■ **Consigne 1**:
Traduisez en anglais cette phrase du texte sur l'évaluation des politiques publiques : « En fait, le caractère politique de l'évaluation fait du Parlement l'instance la mieux placée pour assurer cette mission, quitte à lui préparer les conditions politiques et techniques pour ce faire. »
■ **Consigne 2**:
Reproduisez à l'identique le passage du texte sur l'évaluation des politiques publiques qui commence par « En fait, le » et se poursuit jusqu'à « transférées par l'Etat. ».

■ **Texte fourni**:
· · · · ·
En fait, le caractère politique de l'évaluation fait du Parlement l'instance la mieux placée pour assurer cette mission, quitte à lui préparer les conditions politiques et techniques pour ce faire.

Ainsi, il est suggéré d'insérer dans le texte de la constitution à réformer les deux propositions cumulatives suivantes :
Proposition 10 :
… Le Parlement évalue les politiques publiques.
Proposition 11 :
… La Cour des comptes assiste le Parlement et le gouvernement dans (...) ainsi que dans l'évaluation des politiques publiques.
Partage des Ressources et des compétences entre l'Etat et les collectivités locales
Le processus de décentralisation s'est consolidé progressivement depuis la Constitution de 1962, en accordant plus de compétences aux collectivités locales. Outre leurs compétences propres, d'autres compétences consultatives ou transférées par l'Etat.
· · · · ·
(Extraits d'un jeu de données sur le pointage d'objets)
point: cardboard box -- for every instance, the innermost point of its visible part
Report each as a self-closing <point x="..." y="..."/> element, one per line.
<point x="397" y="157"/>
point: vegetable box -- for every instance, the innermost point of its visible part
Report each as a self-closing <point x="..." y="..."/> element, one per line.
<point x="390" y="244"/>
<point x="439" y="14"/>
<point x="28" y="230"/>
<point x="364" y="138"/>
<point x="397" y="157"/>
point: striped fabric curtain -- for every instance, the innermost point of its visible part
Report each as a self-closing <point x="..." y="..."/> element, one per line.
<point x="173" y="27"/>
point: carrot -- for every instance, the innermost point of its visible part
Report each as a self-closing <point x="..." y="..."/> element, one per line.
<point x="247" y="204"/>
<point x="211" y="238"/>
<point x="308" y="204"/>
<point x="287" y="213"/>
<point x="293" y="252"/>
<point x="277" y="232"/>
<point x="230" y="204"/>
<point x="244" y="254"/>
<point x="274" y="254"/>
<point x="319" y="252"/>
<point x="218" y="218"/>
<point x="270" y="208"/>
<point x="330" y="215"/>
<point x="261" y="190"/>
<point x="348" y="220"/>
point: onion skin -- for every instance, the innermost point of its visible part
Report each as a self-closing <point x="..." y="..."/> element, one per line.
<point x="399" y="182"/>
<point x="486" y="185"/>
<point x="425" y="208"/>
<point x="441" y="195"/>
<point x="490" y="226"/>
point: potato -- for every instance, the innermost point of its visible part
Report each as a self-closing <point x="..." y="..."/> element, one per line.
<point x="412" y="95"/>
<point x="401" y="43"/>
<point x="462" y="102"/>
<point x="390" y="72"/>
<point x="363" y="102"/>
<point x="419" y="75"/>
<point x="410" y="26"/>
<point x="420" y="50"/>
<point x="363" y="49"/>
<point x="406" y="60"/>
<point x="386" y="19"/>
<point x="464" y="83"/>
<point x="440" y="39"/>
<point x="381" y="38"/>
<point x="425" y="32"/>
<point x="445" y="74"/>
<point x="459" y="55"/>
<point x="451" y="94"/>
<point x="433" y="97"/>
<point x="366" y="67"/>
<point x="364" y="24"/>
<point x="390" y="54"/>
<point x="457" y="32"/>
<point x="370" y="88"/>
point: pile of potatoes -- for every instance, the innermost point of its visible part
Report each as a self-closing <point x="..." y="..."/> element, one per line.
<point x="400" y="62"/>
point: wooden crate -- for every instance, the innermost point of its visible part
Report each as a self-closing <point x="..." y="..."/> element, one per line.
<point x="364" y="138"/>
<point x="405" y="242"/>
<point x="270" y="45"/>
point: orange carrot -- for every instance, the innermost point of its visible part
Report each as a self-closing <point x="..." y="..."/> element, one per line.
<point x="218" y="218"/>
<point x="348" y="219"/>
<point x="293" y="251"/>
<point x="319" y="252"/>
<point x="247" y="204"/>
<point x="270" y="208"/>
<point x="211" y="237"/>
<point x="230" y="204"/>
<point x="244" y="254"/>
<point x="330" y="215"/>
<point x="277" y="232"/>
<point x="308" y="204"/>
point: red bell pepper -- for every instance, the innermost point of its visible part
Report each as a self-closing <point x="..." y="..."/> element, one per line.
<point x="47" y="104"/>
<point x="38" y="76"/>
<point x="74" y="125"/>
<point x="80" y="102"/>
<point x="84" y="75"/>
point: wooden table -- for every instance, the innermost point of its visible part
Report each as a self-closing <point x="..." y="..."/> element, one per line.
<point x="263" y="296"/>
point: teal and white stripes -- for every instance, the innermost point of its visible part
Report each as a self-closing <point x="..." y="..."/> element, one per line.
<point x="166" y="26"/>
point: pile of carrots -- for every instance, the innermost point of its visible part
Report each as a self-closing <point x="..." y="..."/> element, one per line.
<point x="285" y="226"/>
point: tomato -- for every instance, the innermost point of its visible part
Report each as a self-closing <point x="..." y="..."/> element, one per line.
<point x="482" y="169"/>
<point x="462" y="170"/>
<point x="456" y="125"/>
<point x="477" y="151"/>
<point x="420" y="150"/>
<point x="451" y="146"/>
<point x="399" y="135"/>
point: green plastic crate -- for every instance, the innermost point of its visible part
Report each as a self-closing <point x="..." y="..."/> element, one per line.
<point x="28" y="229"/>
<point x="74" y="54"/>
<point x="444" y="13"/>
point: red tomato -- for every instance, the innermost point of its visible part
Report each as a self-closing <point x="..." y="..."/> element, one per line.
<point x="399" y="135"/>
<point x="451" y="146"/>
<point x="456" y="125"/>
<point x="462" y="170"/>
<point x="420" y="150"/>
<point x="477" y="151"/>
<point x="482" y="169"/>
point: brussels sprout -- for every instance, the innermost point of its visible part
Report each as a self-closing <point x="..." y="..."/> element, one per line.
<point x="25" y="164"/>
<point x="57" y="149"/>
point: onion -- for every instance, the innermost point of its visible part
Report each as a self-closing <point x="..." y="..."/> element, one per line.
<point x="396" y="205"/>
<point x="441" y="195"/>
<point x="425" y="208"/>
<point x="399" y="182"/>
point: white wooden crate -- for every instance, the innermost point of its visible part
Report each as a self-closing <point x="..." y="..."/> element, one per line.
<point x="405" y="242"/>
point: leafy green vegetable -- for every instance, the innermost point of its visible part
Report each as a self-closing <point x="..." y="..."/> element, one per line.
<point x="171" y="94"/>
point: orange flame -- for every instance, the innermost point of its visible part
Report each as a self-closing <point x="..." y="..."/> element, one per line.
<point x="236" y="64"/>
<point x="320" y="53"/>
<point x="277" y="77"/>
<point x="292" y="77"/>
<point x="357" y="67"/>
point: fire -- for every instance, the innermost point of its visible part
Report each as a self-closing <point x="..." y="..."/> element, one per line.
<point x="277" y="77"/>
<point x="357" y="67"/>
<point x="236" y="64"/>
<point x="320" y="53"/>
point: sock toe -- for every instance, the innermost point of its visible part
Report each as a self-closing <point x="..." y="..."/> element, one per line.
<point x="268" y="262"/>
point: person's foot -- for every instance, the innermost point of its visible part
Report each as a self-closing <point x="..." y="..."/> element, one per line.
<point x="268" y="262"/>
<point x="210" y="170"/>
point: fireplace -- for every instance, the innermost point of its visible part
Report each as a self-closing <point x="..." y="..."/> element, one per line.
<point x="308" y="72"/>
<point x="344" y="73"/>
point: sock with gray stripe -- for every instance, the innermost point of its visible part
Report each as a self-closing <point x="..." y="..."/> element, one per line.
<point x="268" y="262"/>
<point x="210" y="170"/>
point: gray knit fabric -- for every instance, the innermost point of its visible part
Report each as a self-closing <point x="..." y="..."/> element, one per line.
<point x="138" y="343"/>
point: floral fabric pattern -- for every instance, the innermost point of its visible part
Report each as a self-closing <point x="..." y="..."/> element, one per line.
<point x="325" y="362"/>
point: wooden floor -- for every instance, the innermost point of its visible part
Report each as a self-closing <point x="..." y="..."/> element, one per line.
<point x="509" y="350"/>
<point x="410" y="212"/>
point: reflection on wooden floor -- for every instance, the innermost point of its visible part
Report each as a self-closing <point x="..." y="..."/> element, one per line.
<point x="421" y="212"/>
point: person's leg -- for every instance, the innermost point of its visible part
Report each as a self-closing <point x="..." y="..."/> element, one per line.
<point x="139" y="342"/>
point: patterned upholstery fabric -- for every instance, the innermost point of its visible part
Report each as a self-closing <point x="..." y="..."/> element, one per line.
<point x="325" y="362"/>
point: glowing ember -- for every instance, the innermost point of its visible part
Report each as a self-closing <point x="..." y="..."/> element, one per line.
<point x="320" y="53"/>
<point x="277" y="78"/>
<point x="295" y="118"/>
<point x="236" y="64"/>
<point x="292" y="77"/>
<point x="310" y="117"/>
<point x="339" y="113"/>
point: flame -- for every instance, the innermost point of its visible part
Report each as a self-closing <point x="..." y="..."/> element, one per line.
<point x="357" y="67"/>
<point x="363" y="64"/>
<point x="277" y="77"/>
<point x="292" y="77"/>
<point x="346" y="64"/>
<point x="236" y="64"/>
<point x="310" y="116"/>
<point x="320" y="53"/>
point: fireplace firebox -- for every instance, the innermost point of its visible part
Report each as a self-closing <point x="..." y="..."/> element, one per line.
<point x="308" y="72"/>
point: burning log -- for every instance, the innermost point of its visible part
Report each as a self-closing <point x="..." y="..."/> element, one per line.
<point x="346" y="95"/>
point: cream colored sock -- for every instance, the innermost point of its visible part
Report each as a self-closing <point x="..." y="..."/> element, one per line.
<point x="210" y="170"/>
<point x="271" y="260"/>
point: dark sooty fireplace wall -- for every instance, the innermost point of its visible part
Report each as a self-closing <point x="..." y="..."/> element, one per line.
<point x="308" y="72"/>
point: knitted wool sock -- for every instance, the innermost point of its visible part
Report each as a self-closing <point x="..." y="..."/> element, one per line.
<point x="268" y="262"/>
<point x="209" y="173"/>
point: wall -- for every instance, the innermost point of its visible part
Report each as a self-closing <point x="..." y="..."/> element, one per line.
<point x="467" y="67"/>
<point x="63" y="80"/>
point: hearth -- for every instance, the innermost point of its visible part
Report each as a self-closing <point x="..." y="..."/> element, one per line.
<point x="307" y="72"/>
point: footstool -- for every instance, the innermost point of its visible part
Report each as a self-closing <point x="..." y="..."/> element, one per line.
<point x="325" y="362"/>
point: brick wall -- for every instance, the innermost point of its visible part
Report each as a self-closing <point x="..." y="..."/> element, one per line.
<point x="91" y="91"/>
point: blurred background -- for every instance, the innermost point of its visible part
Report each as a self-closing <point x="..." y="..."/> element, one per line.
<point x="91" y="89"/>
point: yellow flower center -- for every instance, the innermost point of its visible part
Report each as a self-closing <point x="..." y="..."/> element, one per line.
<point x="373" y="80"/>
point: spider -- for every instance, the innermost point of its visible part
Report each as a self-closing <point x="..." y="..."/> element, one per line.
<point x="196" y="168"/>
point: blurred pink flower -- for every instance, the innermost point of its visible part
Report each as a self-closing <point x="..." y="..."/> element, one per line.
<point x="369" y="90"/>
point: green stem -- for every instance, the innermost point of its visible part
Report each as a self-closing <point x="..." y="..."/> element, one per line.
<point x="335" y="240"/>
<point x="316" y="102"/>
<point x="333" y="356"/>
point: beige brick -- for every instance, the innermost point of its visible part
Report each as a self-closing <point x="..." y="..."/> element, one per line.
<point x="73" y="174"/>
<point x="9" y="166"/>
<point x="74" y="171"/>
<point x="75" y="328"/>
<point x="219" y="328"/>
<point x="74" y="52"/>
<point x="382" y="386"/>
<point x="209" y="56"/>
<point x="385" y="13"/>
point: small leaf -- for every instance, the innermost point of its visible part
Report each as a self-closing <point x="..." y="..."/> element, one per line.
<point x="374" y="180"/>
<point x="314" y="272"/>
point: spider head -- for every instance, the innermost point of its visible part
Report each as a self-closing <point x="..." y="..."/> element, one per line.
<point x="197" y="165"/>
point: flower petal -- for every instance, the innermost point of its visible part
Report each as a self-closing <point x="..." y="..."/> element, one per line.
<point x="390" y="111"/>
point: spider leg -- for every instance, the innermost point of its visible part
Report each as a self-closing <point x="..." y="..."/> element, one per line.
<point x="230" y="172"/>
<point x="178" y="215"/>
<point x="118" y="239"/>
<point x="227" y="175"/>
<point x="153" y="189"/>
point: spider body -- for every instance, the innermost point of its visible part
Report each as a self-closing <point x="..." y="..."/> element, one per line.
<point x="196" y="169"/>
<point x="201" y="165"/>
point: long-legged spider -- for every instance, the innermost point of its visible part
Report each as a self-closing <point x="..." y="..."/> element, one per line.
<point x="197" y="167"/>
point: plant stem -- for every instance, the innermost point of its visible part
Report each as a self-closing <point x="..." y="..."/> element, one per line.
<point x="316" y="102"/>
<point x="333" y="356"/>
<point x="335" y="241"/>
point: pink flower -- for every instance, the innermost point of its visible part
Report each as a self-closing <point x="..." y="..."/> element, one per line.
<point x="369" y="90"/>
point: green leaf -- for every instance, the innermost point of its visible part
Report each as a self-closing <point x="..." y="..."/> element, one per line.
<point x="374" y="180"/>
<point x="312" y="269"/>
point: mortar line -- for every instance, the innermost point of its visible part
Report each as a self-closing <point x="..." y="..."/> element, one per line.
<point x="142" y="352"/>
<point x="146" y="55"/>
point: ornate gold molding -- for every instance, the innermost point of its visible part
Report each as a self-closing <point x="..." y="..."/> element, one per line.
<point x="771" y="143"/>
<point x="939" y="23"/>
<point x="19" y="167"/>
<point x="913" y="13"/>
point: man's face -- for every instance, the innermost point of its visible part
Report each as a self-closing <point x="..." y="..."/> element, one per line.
· · · · ·
■ **Réponse complète 1**:
In fact, the political nature of evaluation makes Parliament the body best placed to carry out this task, even if it means preparing the political and technical conditions for it to do so.

■ **Réponse complète 2**:
En fait, le caractère politique de l'évaluation fait du Parlement l'instance la mieux placée pour assurer cette mission, quitte à lui préparer les conditions politiques et techniques pour ce faire.

Ainsi, il est suggéré d'insérer dans le texte de la constitution à réformer les deux propositions cumulatives suivantes :
Proposition 10 :
… Le Parlement évalue les politiques publiques.
Proposition 11 :
… La Cour des comptes assiste le Parlement et le gouvernement dans (...) ainsi que dans l'évaluation des politiques publiques.
Partage des Ressources et des compétences entre l'Etat et les collectivités locales
Le processus de décentralisation s'est consolidé progressivement depuis la Constitution de 1962, en accordant plus de compétences aux collectivités locales. Outre leurs compétences propres, d'autres compétences consultatives ou transférées par l'Etat.